TASK TO COMPLETE. Exactly the lines from the beginning of the listing below through the line that contains "Query | Locate every brown tile roof visible" should be transcribed, and pictures must stay out.

== Segment start ==

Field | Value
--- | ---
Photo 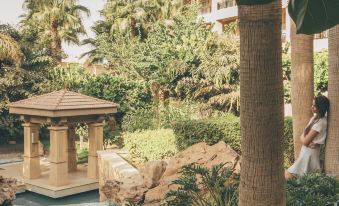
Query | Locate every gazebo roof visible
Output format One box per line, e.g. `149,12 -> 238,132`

9,90 -> 118,117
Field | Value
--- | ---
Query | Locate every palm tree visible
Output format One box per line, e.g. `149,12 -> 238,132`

324,25 -> 339,177
0,33 -> 23,67
238,0 -> 285,205
21,0 -> 90,63
290,22 -> 314,159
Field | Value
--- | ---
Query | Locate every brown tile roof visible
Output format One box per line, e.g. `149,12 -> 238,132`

8,90 -> 118,117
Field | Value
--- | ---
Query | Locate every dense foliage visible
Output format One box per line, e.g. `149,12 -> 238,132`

123,128 -> 177,163
165,163 -> 239,206
84,4 -> 240,115
286,173 -> 339,205
166,166 -> 338,206
82,74 -> 152,124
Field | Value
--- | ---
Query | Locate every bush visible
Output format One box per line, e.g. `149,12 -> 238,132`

123,129 -> 177,163
174,114 -> 240,153
173,115 -> 294,161
284,116 -> 294,168
165,163 -> 239,206
287,173 -> 339,206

== Segment end ==

ANSWER FOR THE TASK.
Field | Value
--- | ---
Photo 
Query | Locate every gazebo roof visible
Output format One box per line, e.g. `149,12 -> 238,132`

9,90 -> 118,117
Field | Value
--- | ---
Query | Locate every palm tree visible
Output format One box per line, e.g. `149,12 -> 238,132`

324,25 -> 339,177
0,33 -> 23,67
238,0 -> 285,205
21,0 -> 90,63
290,22 -> 314,159
Field | Value
--- | ---
Query | Locate every brown tile roof visible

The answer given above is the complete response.